▶ **Work required**:
State how many lines in the entries below hold the word "grass", with nothing besides the number.

[Dataset records — start]

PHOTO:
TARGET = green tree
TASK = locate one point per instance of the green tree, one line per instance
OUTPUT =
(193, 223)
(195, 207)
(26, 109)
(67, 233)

[Dataset records — finish]
[Dataset records — start]

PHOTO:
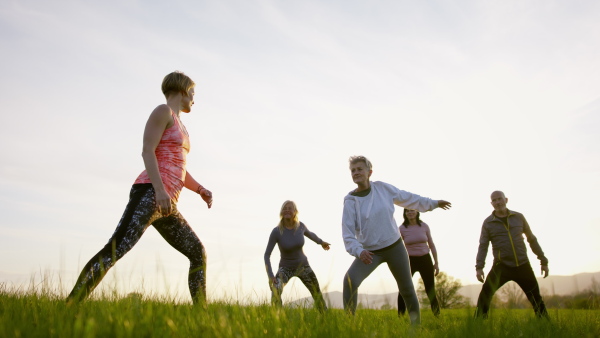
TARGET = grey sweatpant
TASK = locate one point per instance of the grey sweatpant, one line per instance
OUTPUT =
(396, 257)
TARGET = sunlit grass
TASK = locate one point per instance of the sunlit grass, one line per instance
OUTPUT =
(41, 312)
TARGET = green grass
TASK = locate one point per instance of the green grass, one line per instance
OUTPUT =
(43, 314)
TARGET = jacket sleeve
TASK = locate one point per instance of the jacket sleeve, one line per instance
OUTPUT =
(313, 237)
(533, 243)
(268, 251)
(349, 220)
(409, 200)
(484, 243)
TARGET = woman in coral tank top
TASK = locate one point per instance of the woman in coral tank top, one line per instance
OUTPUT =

[Dataset records — finish]

▶ **Response to this exercise**:
4